*REQUIRED TASKS*:
**A)** Retype the part of the interview on ocean access that begins at the words "Why is it important" and stops after "look like them?".
**B)** List the activities that the interview on ocean access describes as expensive or costly.
**C)** Proceed with the interview on ocean access, picking up after its last sentence.

-- START SELECTED PASSAGE --

How has your experience as a SCUBA instructor allowed you to share your love of the marine environment and how to safely and responsibly enjoy it with others?
Teaching SCUBA was great because it was the first time it became really clear to me that sharing my love for the ocean was so important to me. It was a good environment to share because people were always so eager to learn.
Why is it important for Black youth to have the opportunity to experience the ocean firsthand and/or see role models in ocean conservation who look like them?
Opportunities to experience the ocean usually don’t come cheap. Boating can be an expensive activity. Owning a boat, or even going on boat trips, is more costly than many families can afford. When I started Oceans For Everyone Jamaica, it wasn’t thinking about black youth, I was thinking about all youth. Kids deserve more than this world is giving them. And I want to create my own little wave in that regard. So, I decided to provide free trips out to sea for kids. My motivation is simply to create a mechanism that provides access. I don’t see many people that look like me in my experiences on the sea. But I don’t particularly see that as a specific outcome for any of my actions and thought processes. My goal is to share my passion and ensure access for as many kids as I possibly can. Those experiences mattered so much to me when I was growing up. They changed my life, so I just want to provide them for those who may not have them otherwise. Whatever that ends up looking like in the future is up to the universe.

-- END SELECTED PASSAGE --
-- START STORED ROWS --

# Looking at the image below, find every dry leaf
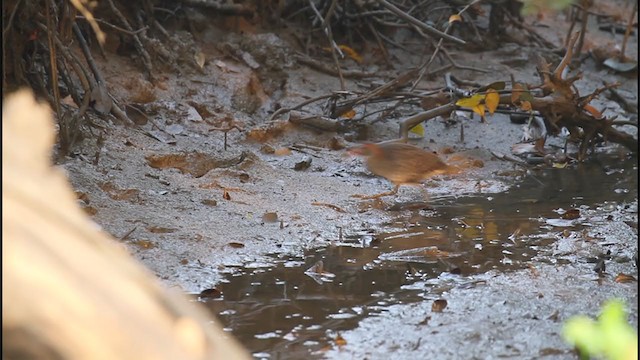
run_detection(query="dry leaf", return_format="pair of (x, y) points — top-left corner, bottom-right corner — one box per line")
(262, 212), (278, 222)
(520, 100), (533, 111)
(340, 109), (356, 119)
(484, 89), (500, 115)
(193, 51), (207, 69)
(583, 104), (602, 119)
(560, 209), (580, 220)
(338, 45), (362, 64)
(456, 94), (484, 109)
(431, 299), (447, 312)
(409, 123), (424, 137)
(273, 147), (291, 156)
(614, 273), (638, 284)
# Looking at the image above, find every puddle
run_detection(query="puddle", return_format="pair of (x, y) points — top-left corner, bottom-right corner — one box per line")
(203, 151), (638, 359)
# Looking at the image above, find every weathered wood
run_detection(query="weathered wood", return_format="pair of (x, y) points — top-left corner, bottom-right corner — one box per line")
(2, 90), (249, 360)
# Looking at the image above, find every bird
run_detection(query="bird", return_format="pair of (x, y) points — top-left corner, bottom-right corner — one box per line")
(347, 142), (459, 199)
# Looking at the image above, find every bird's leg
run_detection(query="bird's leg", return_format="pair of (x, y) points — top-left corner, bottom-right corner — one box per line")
(351, 185), (400, 200)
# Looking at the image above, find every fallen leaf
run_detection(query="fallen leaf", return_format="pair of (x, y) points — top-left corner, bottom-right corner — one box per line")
(484, 89), (500, 115)
(560, 209), (580, 220)
(262, 212), (278, 222)
(193, 51), (207, 69)
(456, 94), (484, 109)
(603, 58), (638, 72)
(338, 45), (362, 64)
(409, 123), (424, 137)
(583, 104), (602, 119)
(147, 226), (176, 234)
(273, 147), (291, 156)
(614, 273), (638, 284)
(293, 156), (311, 171)
(449, 14), (462, 24)
(198, 288), (222, 299)
(431, 299), (447, 312)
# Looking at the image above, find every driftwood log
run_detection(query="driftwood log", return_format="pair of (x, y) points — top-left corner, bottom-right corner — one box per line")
(2, 90), (250, 360)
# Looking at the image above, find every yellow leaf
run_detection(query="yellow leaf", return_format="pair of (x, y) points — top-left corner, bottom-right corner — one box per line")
(583, 104), (602, 119)
(449, 14), (462, 24)
(409, 123), (424, 137)
(471, 104), (484, 121)
(338, 45), (362, 64)
(340, 109), (356, 119)
(520, 101), (532, 111)
(484, 89), (500, 115)
(456, 94), (484, 107)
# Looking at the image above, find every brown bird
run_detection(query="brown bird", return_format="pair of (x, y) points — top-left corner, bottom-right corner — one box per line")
(347, 142), (458, 199)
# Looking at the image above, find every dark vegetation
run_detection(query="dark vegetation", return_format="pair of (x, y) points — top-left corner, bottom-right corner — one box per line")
(2, 0), (638, 160)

-- END STORED ROWS --

*ANSWERS TO THE PROBLEMS*:
**A)**
Why is it important for Black youth to have the opportunity to experience the ocean firsthand and/or see role models in ocean conservation who look like them?

**B)**
- Boating
- Owning a boat
- Going on boat trips

**C)**
What is your favorite memory at a national marine sanctuary or in the ocean?
Every moment spent at sea with my daughter is my favorite. Watching her interact with wild ocean animals is a blessing. I remember mornings with her sitting on the swim platform of our boat, in her pajamas, holding her teddy bear, those are good ones. Or watching her point at whales and dolphins as they went under us. Or seeing her read, or draw pictures of boats, as she sits beside me in the wheelhouse of our family boat.